[Coordinate labeling data]
Begin

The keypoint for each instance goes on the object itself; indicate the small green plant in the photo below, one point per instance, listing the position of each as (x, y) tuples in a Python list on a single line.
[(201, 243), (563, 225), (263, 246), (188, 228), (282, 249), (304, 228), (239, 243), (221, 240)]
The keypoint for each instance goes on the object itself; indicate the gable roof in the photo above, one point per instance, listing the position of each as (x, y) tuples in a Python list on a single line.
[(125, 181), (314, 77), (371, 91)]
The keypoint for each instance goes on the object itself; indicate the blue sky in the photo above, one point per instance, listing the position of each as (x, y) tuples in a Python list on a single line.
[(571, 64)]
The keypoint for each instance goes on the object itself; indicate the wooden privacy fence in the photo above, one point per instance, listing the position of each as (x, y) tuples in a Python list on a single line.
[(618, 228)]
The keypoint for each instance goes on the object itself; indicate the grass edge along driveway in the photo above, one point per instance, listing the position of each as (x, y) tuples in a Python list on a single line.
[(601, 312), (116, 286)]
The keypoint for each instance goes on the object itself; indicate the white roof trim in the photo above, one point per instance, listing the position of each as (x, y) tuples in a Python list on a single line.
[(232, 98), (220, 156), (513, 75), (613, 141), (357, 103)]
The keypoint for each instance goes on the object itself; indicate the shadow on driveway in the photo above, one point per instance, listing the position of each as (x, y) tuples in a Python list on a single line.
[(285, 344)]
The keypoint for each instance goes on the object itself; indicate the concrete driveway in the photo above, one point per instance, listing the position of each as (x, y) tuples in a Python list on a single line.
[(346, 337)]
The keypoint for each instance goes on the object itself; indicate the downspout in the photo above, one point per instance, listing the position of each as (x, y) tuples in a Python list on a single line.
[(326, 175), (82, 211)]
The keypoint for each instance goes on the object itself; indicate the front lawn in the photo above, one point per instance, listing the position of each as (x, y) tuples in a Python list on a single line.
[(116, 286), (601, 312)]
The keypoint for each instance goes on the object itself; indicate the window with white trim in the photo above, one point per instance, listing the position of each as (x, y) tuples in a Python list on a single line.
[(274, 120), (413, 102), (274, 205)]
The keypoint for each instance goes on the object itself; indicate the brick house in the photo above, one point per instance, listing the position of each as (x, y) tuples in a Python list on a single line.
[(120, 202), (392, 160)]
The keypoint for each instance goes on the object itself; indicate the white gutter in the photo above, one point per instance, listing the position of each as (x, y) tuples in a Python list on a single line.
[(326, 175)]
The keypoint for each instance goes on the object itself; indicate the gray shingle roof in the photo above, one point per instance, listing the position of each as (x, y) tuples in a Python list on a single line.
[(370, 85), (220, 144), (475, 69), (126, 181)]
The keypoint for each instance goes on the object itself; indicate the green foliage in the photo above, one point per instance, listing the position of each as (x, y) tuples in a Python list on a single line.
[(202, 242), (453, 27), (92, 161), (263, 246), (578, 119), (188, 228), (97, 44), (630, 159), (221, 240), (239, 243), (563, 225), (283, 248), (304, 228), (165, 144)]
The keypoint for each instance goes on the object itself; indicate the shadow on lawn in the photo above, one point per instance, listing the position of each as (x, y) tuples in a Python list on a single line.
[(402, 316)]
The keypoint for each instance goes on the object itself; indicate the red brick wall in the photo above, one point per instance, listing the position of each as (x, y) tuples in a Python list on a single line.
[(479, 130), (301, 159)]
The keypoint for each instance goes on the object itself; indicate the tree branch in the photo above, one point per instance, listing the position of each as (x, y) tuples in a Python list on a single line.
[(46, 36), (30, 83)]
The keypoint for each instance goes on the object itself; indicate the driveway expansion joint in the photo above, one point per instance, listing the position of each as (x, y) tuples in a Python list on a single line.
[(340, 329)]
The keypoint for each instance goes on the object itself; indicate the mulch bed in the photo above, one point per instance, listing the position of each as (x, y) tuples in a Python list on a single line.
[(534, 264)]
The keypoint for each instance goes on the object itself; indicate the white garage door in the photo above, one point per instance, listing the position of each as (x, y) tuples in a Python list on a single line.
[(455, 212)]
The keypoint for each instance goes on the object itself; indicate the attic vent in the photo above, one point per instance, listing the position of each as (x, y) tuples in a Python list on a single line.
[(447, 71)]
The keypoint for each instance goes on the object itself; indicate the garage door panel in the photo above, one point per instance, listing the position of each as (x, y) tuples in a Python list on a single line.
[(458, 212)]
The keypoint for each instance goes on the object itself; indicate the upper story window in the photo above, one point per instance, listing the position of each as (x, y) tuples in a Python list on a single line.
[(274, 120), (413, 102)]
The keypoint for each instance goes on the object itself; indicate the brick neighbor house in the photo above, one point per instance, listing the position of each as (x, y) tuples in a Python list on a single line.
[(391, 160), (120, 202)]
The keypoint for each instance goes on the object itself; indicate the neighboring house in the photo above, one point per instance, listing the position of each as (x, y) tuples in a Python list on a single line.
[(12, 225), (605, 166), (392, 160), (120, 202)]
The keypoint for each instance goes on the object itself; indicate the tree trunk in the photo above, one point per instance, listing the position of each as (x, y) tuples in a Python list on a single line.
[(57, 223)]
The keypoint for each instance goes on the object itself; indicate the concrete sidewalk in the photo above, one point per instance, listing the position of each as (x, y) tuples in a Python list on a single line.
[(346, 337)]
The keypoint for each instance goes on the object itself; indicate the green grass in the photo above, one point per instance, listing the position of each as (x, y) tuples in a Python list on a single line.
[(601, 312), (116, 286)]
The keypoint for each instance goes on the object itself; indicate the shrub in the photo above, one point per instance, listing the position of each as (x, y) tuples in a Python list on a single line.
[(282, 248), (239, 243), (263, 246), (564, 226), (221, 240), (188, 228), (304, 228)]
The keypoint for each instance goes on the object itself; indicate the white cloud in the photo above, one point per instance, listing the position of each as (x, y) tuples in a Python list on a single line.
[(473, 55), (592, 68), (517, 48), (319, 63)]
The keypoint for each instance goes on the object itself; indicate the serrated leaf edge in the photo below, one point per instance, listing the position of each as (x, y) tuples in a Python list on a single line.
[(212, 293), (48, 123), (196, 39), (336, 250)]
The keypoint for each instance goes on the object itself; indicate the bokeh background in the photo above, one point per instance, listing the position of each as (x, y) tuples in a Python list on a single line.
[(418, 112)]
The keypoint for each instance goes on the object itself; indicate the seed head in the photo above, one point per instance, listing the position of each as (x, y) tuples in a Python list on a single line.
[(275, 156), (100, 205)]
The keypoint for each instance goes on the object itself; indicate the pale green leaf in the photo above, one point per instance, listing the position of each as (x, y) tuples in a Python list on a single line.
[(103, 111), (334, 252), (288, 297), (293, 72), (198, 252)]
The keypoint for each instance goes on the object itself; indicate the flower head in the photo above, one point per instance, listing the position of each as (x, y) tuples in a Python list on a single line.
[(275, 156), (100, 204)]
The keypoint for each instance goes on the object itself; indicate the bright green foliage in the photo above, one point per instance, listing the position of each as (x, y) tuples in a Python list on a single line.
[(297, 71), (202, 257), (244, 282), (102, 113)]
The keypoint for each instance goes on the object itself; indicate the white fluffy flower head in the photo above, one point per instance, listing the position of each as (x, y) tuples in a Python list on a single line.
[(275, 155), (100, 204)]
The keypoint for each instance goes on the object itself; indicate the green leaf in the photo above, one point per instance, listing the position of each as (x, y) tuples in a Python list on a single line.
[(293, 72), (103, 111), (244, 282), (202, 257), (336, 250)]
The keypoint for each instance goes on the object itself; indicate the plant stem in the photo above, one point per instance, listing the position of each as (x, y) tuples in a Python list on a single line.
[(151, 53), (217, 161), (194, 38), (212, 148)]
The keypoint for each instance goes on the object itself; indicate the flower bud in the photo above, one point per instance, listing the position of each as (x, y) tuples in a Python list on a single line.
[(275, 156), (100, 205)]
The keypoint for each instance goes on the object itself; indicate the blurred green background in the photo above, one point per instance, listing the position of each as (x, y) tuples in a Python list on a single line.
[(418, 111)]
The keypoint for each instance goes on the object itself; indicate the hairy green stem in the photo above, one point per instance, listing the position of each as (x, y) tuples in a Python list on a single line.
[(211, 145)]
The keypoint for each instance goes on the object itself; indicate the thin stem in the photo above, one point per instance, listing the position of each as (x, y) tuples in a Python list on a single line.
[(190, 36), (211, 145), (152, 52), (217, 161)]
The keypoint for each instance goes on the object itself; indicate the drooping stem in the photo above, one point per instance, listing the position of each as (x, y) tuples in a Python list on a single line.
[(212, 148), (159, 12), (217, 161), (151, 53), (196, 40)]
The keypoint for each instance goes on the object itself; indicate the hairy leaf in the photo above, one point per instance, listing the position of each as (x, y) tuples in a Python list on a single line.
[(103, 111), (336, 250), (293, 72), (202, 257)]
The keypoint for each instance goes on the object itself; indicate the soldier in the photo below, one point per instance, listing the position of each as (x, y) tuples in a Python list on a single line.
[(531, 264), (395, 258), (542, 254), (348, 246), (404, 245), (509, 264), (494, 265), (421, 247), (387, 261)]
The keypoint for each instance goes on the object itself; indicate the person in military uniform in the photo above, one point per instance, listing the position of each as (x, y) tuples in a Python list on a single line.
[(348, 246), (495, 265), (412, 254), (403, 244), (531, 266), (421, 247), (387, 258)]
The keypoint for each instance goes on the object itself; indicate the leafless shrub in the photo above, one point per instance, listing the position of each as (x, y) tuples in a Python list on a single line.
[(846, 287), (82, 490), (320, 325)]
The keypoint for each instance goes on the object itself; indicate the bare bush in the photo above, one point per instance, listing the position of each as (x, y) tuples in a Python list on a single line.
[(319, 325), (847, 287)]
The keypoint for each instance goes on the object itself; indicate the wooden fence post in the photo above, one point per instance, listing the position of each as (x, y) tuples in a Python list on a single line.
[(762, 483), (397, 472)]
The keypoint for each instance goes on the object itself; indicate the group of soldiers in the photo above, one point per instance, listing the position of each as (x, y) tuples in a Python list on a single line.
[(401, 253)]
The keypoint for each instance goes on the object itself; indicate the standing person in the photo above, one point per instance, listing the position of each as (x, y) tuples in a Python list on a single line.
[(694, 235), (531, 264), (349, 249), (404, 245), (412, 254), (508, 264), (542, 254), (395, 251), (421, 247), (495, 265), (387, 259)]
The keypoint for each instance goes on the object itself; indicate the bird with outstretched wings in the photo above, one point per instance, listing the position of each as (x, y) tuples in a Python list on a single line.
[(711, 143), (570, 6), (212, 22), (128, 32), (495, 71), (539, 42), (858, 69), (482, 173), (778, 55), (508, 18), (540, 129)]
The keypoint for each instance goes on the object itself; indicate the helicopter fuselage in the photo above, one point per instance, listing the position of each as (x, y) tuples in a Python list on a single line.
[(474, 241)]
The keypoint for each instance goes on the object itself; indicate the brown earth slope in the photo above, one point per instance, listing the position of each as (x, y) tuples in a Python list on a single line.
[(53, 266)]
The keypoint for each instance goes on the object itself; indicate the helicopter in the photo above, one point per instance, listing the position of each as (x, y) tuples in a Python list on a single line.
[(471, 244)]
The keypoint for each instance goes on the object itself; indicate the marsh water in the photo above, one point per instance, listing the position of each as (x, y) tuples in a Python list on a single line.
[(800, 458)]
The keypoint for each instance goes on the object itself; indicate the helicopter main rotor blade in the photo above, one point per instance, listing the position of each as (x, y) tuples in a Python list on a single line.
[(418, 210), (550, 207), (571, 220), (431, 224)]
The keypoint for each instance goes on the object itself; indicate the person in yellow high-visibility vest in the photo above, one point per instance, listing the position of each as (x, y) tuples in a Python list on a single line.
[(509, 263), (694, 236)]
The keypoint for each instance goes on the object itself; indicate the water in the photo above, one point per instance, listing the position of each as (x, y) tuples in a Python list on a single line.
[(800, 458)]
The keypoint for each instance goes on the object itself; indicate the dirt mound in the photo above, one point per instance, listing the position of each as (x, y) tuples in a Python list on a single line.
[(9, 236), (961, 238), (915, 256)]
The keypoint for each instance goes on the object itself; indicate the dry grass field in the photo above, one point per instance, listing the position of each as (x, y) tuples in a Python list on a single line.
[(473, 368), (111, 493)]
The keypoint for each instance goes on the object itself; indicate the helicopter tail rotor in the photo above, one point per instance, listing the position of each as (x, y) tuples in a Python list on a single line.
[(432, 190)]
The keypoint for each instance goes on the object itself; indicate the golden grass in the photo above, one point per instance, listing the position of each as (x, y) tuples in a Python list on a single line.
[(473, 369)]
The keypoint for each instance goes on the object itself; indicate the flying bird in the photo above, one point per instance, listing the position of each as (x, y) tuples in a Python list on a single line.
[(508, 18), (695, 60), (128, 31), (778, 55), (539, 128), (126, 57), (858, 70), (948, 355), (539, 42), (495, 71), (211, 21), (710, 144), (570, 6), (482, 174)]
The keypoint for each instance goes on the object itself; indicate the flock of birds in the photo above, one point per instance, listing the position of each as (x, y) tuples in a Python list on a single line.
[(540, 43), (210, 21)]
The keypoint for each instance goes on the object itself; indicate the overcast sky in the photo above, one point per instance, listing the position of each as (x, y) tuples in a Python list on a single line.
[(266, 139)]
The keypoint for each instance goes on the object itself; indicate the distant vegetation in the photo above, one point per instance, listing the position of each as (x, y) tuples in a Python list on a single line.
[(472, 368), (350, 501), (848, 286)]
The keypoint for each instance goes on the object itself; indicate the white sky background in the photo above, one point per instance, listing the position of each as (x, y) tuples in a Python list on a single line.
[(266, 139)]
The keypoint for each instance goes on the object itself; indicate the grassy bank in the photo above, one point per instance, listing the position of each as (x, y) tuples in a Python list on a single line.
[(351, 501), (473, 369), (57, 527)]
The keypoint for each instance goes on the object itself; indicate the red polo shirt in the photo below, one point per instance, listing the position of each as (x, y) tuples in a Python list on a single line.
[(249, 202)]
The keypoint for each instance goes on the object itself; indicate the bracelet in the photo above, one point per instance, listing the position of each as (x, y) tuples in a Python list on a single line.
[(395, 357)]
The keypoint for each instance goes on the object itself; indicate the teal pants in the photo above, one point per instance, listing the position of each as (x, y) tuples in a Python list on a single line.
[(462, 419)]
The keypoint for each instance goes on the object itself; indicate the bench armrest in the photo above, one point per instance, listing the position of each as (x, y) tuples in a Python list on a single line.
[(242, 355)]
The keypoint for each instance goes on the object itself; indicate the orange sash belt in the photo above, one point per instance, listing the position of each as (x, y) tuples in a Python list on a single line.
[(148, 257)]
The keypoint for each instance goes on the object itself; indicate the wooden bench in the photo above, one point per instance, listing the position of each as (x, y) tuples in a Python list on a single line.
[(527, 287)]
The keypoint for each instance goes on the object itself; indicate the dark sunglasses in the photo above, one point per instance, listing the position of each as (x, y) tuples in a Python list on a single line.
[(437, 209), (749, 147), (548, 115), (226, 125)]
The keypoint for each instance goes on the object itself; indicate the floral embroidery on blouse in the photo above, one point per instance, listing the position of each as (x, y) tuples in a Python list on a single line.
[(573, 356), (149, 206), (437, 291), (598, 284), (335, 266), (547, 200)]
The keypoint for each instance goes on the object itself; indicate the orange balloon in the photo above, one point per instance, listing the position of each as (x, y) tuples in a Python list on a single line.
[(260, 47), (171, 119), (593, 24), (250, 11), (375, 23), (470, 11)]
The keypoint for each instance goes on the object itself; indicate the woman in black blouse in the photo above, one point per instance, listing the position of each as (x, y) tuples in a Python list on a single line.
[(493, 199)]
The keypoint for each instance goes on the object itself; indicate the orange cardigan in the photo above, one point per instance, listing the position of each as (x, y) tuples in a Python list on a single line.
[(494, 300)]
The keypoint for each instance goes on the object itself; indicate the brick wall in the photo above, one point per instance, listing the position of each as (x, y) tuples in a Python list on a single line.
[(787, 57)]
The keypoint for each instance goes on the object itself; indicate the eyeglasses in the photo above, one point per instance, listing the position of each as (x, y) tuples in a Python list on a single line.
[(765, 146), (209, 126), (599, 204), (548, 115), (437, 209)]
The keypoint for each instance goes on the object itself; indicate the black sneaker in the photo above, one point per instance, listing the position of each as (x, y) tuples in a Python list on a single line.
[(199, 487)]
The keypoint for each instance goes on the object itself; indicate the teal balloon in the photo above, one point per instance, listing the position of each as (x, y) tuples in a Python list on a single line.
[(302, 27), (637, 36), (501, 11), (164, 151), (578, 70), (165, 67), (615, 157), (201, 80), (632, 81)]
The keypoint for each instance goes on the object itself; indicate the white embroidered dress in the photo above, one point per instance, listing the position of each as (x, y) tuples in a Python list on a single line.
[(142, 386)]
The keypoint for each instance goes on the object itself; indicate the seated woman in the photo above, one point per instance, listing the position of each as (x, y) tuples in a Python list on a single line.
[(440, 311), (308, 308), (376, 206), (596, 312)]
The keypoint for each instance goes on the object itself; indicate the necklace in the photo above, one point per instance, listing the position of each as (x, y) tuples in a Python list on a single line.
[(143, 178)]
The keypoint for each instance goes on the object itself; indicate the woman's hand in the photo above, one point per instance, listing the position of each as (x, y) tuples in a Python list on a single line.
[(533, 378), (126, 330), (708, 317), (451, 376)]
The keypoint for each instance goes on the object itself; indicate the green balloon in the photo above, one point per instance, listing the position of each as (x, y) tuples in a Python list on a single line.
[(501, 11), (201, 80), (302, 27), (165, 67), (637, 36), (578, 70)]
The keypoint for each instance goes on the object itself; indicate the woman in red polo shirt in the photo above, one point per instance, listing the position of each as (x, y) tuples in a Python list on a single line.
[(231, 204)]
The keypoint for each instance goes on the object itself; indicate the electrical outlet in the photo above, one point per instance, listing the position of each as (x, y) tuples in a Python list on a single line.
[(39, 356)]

End

Look above for the line that holds "the white embroidered", then copy it and each line after it exactly, through the last line of the data.

The keypoint for each instance goes on the object itself; indicate the white embroidered dress in the photo above, one point per instance, listing the position of each as (x, y) tuples in a Python list on a single line.
[(142, 386)]
The keypoint for each instance goes on the object itself; indicate the seated woman in the photo above, one point per instance, listing the position of each as (x, y) tuples in a Python list on a single line.
[(440, 311), (308, 308), (376, 206), (596, 312)]
The keypoint for each instance goes on the object itself; indicate the necklace in the photo above, one point per instance, listing the position of each as (x, y) tuples in a Python list on a single line.
[(143, 178)]
The keypoint for each instance goes on the object itself; indicate the woman's hand in the photo above, one point per instance, listing the position of each as (x, y) tuples in a Python list on a single line.
[(533, 378), (126, 330), (708, 317), (451, 376)]
The keypoint for each instance goes on the object itself; indicate the green balloon in the photo above, one point per instance, listing the position of each as (x, y) tuples in a Python list on a single line.
[(501, 11), (201, 80), (302, 27), (165, 67), (637, 36), (578, 70)]
The keypoint for each instance goes on the object itself; indicate the woman in red polo shirt in the photo above, one point per instance, listing the position of each as (x, y) tuples in a Python list on a single line.
[(231, 204)]
The keypoint for each instance goes on the object itself; indicate the electrical outlet in the photo above, one point per instance, listing the position of each as (x, y) tuples in a Python list on a single line.
[(39, 356)]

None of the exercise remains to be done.